== Dataset content ==
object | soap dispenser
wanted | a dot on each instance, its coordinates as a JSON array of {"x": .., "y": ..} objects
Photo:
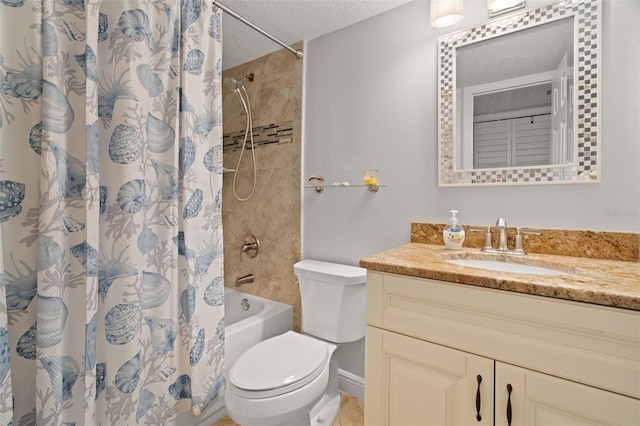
[{"x": 453, "y": 233}]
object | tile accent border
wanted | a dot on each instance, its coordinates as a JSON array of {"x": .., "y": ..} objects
[
  {"x": 587, "y": 27},
  {"x": 262, "y": 135},
  {"x": 590, "y": 244}
]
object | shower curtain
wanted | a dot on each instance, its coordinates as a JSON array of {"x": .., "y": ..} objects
[{"x": 111, "y": 287}]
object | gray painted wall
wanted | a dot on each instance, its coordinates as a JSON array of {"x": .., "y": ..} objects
[{"x": 371, "y": 102}]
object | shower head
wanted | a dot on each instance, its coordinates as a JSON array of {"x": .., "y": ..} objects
[{"x": 234, "y": 84}]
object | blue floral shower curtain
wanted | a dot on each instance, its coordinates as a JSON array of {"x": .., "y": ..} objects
[{"x": 111, "y": 280}]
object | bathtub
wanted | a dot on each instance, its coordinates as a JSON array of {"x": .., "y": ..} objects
[{"x": 263, "y": 319}]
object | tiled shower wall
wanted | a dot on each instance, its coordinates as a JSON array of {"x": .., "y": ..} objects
[{"x": 273, "y": 212}]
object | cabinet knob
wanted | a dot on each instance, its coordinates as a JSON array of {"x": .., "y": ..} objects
[
  {"x": 509, "y": 413},
  {"x": 478, "y": 416}
]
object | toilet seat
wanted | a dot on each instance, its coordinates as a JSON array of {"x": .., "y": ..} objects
[{"x": 278, "y": 365}]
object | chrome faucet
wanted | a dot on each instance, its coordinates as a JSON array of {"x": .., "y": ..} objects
[{"x": 501, "y": 226}]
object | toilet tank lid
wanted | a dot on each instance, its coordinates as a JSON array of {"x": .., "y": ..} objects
[{"x": 330, "y": 272}]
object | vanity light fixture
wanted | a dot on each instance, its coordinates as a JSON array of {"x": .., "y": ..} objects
[
  {"x": 445, "y": 12},
  {"x": 498, "y": 7}
]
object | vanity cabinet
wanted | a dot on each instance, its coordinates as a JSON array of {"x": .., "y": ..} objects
[{"x": 441, "y": 353}]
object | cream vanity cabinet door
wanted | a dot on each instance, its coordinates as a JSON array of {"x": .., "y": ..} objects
[
  {"x": 525, "y": 397},
  {"x": 413, "y": 382}
]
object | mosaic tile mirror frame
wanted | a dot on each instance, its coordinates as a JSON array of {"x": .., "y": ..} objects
[{"x": 585, "y": 164}]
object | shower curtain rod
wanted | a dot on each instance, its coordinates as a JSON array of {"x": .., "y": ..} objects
[{"x": 233, "y": 14}]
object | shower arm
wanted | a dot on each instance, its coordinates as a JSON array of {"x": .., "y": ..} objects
[{"x": 233, "y": 14}]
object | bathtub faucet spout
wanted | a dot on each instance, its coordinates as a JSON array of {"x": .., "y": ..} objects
[{"x": 245, "y": 279}]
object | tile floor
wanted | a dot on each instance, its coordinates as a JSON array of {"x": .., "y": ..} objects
[{"x": 351, "y": 413}]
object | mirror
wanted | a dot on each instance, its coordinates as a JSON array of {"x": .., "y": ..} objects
[{"x": 518, "y": 98}]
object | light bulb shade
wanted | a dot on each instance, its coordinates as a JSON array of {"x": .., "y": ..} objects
[
  {"x": 497, "y": 7},
  {"x": 445, "y": 12}
]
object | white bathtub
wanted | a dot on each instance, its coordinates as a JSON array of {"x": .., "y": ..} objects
[{"x": 265, "y": 318}]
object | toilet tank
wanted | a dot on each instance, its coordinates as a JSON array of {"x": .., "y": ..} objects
[{"x": 333, "y": 300}]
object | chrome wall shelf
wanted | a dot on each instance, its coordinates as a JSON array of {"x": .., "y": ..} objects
[{"x": 320, "y": 188}]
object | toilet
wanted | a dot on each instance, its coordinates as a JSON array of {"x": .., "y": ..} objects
[{"x": 292, "y": 379}]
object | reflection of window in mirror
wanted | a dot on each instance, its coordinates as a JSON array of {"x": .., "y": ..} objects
[{"x": 513, "y": 99}]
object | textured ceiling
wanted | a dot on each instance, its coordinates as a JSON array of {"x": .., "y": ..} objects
[{"x": 290, "y": 21}]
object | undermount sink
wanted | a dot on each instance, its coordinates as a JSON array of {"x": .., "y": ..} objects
[{"x": 506, "y": 263}]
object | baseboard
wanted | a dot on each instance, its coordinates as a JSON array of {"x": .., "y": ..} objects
[{"x": 351, "y": 384}]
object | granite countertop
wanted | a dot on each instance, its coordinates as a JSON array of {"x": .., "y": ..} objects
[{"x": 603, "y": 282}]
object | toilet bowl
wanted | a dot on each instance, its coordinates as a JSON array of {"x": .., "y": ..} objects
[{"x": 292, "y": 379}]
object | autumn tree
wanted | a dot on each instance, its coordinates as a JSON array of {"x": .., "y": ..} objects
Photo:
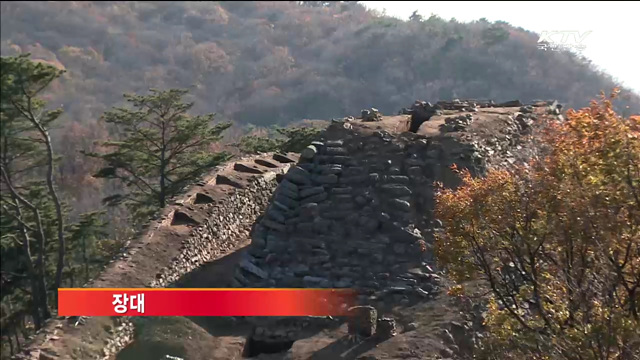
[
  {"x": 289, "y": 139},
  {"x": 34, "y": 222},
  {"x": 557, "y": 242},
  {"x": 26, "y": 147},
  {"x": 160, "y": 150}
]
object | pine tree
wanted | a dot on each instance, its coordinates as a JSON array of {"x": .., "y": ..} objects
[{"x": 160, "y": 151}]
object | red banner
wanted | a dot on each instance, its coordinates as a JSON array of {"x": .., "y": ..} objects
[{"x": 204, "y": 302}]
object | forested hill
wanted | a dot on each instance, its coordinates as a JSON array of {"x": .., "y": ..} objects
[{"x": 276, "y": 62}]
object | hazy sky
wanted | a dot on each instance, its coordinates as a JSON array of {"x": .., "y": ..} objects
[{"x": 613, "y": 43}]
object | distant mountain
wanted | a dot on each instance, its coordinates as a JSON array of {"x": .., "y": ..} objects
[{"x": 277, "y": 62}]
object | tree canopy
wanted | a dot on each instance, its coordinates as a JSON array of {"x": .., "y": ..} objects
[{"x": 557, "y": 242}]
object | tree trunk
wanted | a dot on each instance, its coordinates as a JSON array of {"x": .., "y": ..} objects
[
  {"x": 163, "y": 169},
  {"x": 85, "y": 259},
  {"x": 56, "y": 201},
  {"x": 36, "y": 273}
]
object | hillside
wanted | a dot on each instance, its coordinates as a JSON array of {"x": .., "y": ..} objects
[
  {"x": 277, "y": 62},
  {"x": 266, "y": 63}
]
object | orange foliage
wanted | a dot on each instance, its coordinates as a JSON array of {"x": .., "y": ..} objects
[{"x": 558, "y": 242}]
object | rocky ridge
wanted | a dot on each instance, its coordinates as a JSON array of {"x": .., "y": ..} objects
[{"x": 353, "y": 211}]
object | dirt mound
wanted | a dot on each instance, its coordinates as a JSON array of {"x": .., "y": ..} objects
[{"x": 354, "y": 210}]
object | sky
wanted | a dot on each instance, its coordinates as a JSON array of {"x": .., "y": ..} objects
[{"x": 609, "y": 33}]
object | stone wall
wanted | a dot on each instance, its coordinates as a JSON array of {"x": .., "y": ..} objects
[
  {"x": 211, "y": 220},
  {"x": 356, "y": 210}
]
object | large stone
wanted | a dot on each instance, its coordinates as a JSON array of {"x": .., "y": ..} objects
[
  {"x": 251, "y": 268},
  {"x": 273, "y": 225},
  {"x": 288, "y": 185},
  {"x": 275, "y": 214},
  {"x": 325, "y": 179},
  {"x": 340, "y": 151},
  {"x": 282, "y": 158},
  {"x": 396, "y": 189},
  {"x": 362, "y": 321},
  {"x": 286, "y": 192},
  {"x": 310, "y": 191},
  {"x": 309, "y": 152},
  {"x": 315, "y": 198},
  {"x": 386, "y": 328},
  {"x": 298, "y": 175},
  {"x": 401, "y": 205},
  {"x": 357, "y": 179},
  {"x": 397, "y": 179},
  {"x": 330, "y": 169},
  {"x": 286, "y": 201}
]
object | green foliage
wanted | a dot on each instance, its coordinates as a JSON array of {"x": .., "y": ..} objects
[
  {"x": 32, "y": 216},
  {"x": 494, "y": 35},
  {"x": 292, "y": 139},
  {"x": 160, "y": 150}
]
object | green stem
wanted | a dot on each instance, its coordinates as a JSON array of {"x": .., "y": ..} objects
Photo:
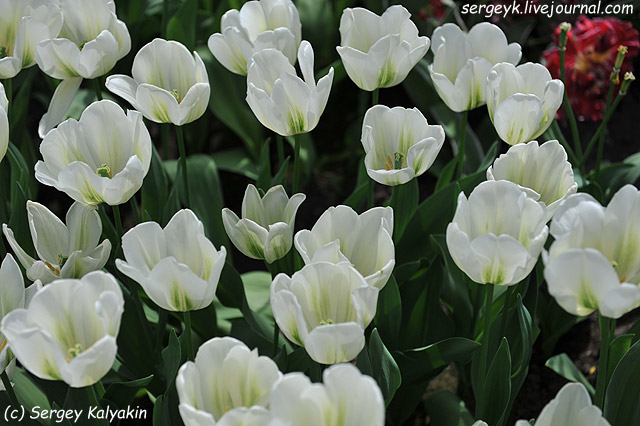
[
  {"x": 187, "y": 330},
  {"x": 183, "y": 165},
  {"x": 462, "y": 140},
  {"x": 606, "y": 333},
  {"x": 7, "y": 385}
]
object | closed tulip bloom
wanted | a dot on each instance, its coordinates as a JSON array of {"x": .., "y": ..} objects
[
  {"x": 169, "y": 84},
  {"x": 23, "y": 24},
  {"x": 258, "y": 25},
  {"x": 102, "y": 158},
  {"x": 178, "y": 267},
  {"x": 227, "y": 385},
  {"x": 325, "y": 308},
  {"x": 364, "y": 241},
  {"x": 282, "y": 101},
  {"x": 266, "y": 228},
  {"x": 68, "y": 250},
  {"x": 462, "y": 62},
  {"x": 13, "y": 295},
  {"x": 379, "y": 51},
  {"x": 399, "y": 144},
  {"x": 571, "y": 407},
  {"x": 543, "y": 169},
  {"x": 346, "y": 398},
  {"x": 522, "y": 100},
  {"x": 69, "y": 330},
  {"x": 497, "y": 233},
  {"x": 594, "y": 262}
]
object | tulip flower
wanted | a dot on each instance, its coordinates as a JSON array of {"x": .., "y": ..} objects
[
  {"x": 325, "y": 308},
  {"x": 594, "y": 262},
  {"x": 497, "y": 233},
  {"x": 65, "y": 251},
  {"x": 399, "y": 144},
  {"x": 228, "y": 384},
  {"x": 68, "y": 332},
  {"x": 341, "y": 235},
  {"x": 462, "y": 62},
  {"x": 379, "y": 51},
  {"x": 282, "y": 101},
  {"x": 571, "y": 407},
  {"x": 103, "y": 157},
  {"x": 13, "y": 295},
  {"x": 178, "y": 267},
  {"x": 543, "y": 169},
  {"x": 346, "y": 398},
  {"x": 23, "y": 24},
  {"x": 266, "y": 228},
  {"x": 258, "y": 25},
  {"x": 522, "y": 100},
  {"x": 169, "y": 84}
]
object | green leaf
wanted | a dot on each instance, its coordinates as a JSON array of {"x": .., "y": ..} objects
[
  {"x": 622, "y": 404},
  {"x": 563, "y": 365}
]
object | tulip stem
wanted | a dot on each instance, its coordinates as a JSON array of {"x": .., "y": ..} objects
[
  {"x": 7, "y": 385},
  {"x": 187, "y": 331},
  {"x": 462, "y": 140},
  {"x": 183, "y": 164},
  {"x": 607, "y": 331}
]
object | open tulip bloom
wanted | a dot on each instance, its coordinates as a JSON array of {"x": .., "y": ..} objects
[
  {"x": 543, "y": 169},
  {"x": 102, "y": 158},
  {"x": 68, "y": 250},
  {"x": 379, "y": 51},
  {"x": 169, "y": 84},
  {"x": 227, "y": 385},
  {"x": 325, "y": 308},
  {"x": 399, "y": 144},
  {"x": 282, "y": 101},
  {"x": 594, "y": 262},
  {"x": 522, "y": 100},
  {"x": 346, "y": 398},
  {"x": 266, "y": 228},
  {"x": 178, "y": 267},
  {"x": 258, "y": 25},
  {"x": 364, "y": 241},
  {"x": 497, "y": 233},
  {"x": 462, "y": 62},
  {"x": 68, "y": 332}
]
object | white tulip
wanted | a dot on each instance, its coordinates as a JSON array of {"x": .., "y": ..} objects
[
  {"x": 266, "y": 228},
  {"x": 542, "y": 169},
  {"x": 102, "y": 158},
  {"x": 282, "y": 101},
  {"x": 497, "y": 234},
  {"x": 227, "y": 385},
  {"x": 178, "y": 267},
  {"x": 65, "y": 251},
  {"x": 571, "y": 407},
  {"x": 522, "y": 100},
  {"x": 325, "y": 308},
  {"x": 346, "y": 398},
  {"x": 341, "y": 235},
  {"x": 399, "y": 144},
  {"x": 258, "y": 25},
  {"x": 594, "y": 262},
  {"x": 169, "y": 84},
  {"x": 13, "y": 295},
  {"x": 23, "y": 24},
  {"x": 462, "y": 62},
  {"x": 69, "y": 330},
  {"x": 379, "y": 51}
]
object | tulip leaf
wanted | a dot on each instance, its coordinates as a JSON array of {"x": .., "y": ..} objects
[
  {"x": 563, "y": 365},
  {"x": 622, "y": 403}
]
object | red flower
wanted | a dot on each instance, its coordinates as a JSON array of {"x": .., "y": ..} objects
[{"x": 592, "y": 48}]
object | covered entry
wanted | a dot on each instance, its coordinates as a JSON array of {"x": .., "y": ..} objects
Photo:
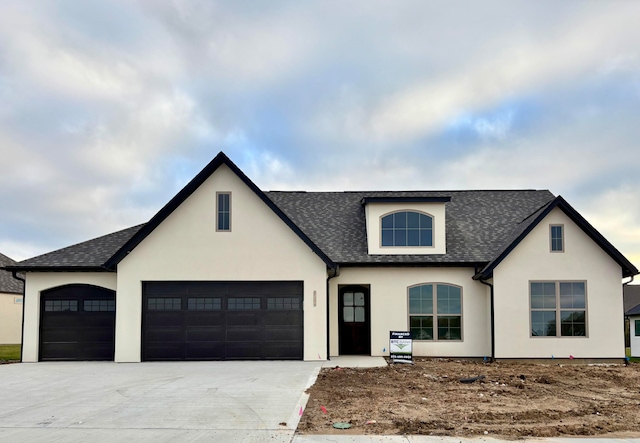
[
  {"x": 77, "y": 322},
  {"x": 218, "y": 320}
]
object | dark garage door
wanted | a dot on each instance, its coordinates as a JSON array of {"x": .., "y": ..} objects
[
  {"x": 77, "y": 323},
  {"x": 222, "y": 320}
]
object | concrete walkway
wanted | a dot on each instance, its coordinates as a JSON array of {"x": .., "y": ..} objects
[{"x": 251, "y": 401}]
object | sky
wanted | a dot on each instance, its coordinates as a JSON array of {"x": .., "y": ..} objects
[{"x": 107, "y": 109}]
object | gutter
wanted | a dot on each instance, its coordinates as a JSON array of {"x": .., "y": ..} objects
[
  {"x": 493, "y": 328},
  {"x": 331, "y": 273},
  {"x": 24, "y": 289}
]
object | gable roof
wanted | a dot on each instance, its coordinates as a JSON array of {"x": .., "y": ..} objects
[
  {"x": 8, "y": 284},
  {"x": 477, "y": 222},
  {"x": 527, "y": 225},
  {"x": 220, "y": 159}
]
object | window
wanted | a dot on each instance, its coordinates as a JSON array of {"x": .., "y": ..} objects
[
  {"x": 224, "y": 211},
  {"x": 60, "y": 305},
  {"x": 558, "y": 309},
  {"x": 407, "y": 229},
  {"x": 243, "y": 303},
  {"x": 204, "y": 304},
  {"x": 435, "y": 318},
  {"x": 165, "y": 304},
  {"x": 100, "y": 305},
  {"x": 557, "y": 238},
  {"x": 283, "y": 303}
]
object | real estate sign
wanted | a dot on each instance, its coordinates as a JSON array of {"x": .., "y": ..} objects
[{"x": 400, "y": 344}]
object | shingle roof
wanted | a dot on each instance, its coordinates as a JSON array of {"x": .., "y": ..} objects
[
  {"x": 88, "y": 255},
  {"x": 8, "y": 284}
]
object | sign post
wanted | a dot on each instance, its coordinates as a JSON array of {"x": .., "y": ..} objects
[{"x": 400, "y": 344}]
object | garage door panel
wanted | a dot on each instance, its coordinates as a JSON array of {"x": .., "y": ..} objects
[
  {"x": 204, "y": 351},
  {"x": 161, "y": 335},
  {"x": 238, "y": 334},
  {"x": 205, "y": 318},
  {"x": 213, "y": 334},
  {"x": 283, "y": 333},
  {"x": 283, "y": 351},
  {"x": 222, "y": 320},
  {"x": 244, "y": 351}
]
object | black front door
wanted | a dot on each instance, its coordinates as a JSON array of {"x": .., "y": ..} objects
[{"x": 353, "y": 318}]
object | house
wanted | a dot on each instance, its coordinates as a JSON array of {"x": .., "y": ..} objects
[
  {"x": 10, "y": 305},
  {"x": 227, "y": 271},
  {"x": 631, "y": 297}
]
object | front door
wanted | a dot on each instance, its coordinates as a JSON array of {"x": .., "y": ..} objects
[{"x": 353, "y": 318}]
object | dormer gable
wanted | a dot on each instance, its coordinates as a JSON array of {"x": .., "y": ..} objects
[{"x": 405, "y": 225}]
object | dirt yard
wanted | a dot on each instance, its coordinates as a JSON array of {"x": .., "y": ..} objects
[{"x": 513, "y": 400}]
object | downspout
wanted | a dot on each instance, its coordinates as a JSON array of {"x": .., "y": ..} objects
[
  {"x": 331, "y": 273},
  {"x": 493, "y": 331},
  {"x": 24, "y": 289}
]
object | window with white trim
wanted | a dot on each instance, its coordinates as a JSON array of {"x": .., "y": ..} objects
[
  {"x": 435, "y": 312},
  {"x": 407, "y": 228},
  {"x": 223, "y": 210},
  {"x": 558, "y": 308},
  {"x": 556, "y": 236}
]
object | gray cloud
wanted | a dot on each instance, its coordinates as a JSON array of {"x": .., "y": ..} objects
[{"x": 107, "y": 109}]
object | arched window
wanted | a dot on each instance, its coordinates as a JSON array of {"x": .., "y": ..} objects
[
  {"x": 407, "y": 228},
  {"x": 435, "y": 312}
]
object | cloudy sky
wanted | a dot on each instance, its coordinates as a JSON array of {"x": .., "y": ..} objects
[{"x": 108, "y": 108}]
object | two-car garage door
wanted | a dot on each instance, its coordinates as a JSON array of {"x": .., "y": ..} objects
[{"x": 222, "y": 320}]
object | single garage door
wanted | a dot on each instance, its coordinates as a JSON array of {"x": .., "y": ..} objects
[
  {"x": 77, "y": 323},
  {"x": 222, "y": 320}
]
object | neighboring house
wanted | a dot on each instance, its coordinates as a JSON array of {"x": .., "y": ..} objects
[
  {"x": 227, "y": 271},
  {"x": 10, "y": 305}
]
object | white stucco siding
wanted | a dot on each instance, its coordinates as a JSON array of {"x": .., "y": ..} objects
[
  {"x": 633, "y": 338},
  {"x": 582, "y": 260},
  {"x": 186, "y": 247},
  {"x": 389, "y": 308},
  {"x": 36, "y": 282}
]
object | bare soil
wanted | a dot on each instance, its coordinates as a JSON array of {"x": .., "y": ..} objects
[{"x": 513, "y": 400}]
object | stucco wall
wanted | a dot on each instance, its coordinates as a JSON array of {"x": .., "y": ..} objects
[
  {"x": 186, "y": 246},
  {"x": 10, "y": 319},
  {"x": 41, "y": 281},
  {"x": 634, "y": 339},
  {"x": 389, "y": 308},
  {"x": 582, "y": 260}
]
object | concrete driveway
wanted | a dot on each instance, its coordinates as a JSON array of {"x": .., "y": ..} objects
[{"x": 161, "y": 402}]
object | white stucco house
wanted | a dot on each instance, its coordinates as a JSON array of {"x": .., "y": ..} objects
[
  {"x": 227, "y": 271},
  {"x": 10, "y": 305}
]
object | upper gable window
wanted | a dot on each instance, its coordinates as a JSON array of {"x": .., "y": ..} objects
[
  {"x": 407, "y": 228},
  {"x": 223, "y": 211},
  {"x": 557, "y": 238}
]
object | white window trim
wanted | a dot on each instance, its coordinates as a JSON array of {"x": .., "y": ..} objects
[
  {"x": 435, "y": 310},
  {"x": 558, "y": 310}
]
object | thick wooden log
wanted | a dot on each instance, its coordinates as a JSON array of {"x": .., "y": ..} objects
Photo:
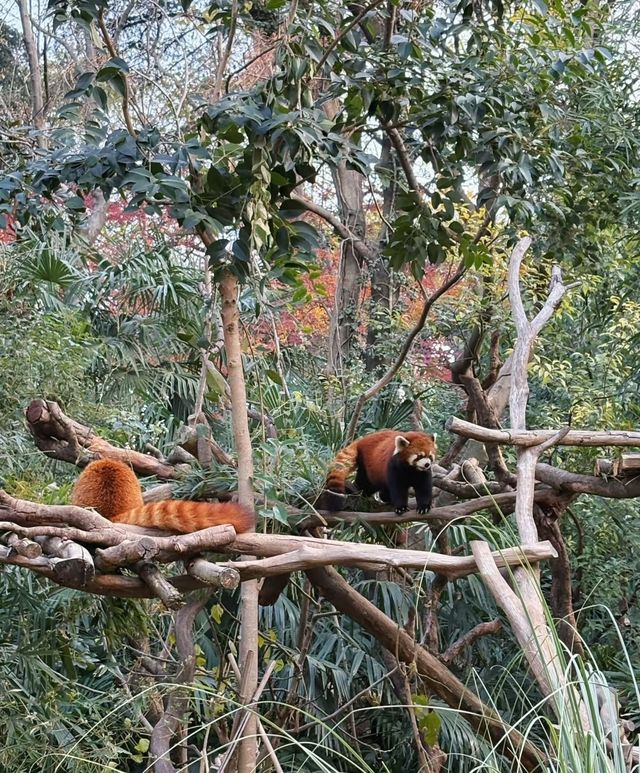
[
  {"x": 535, "y": 437},
  {"x": 71, "y": 562},
  {"x": 227, "y": 577},
  {"x": 160, "y": 585},
  {"x": 61, "y": 437},
  {"x": 23, "y": 546}
]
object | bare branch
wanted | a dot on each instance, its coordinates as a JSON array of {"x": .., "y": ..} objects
[
  {"x": 535, "y": 437},
  {"x": 477, "y": 632},
  {"x": 404, "y": 351}
]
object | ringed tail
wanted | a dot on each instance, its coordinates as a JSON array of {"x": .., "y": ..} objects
[
  {"x": 185, "y": 517},
  {"x": 342, "y": 466}
]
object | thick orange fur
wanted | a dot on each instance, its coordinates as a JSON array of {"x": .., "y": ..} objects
[
  {"x": 184, "y": 516},
  {"x": 372, "y": 453},
  {"x": 108, "y": 486},
  {"x": 111, "y": 487}
]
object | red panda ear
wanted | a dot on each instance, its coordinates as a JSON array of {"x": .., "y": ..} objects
[{"x": 401, "y": 442}]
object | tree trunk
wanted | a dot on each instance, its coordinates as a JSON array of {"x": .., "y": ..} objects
[
  {"x": 382, "y": 290},
  {"x": 347, "y": 300},
  {"x": 248, "y": 649},
  {"x": 35, "y": 76}
]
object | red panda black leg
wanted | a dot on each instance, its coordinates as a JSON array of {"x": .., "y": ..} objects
[
  {"x": 398, "y": 494},
  {"x": 423, "y": 487}
]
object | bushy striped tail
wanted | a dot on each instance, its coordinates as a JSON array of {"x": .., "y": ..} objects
[
  {"x": 342, "y": 466},
  {"x": 185, "y": 517}
]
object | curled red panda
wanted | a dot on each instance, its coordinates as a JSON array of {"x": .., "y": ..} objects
[
  {"x": 112, "y": 488},
  {"x": 388, "y": 462}
]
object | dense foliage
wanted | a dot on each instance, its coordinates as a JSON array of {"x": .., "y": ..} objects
[{"x": 270, "y": 140}]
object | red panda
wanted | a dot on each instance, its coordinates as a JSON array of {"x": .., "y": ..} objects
[
  {"x": 389, "y": 462},
  {"x": 111, "y": 487}
]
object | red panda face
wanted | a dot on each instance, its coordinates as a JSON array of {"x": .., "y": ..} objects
[{"x": 419, "y": 453}]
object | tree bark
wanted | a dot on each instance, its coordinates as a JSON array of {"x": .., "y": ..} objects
[
  {"x": 35, "y": 76},
  {"x": 344, "y": 317},
  {"x": 248, "y": 649},
  {"x": 436, "y": 677}
]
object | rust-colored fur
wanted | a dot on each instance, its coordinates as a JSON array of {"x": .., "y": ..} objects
===
Exercise prompt:
Which lines above include the word "black"? Show each one.

Result of this task:
object | black front door
object | red panda black leg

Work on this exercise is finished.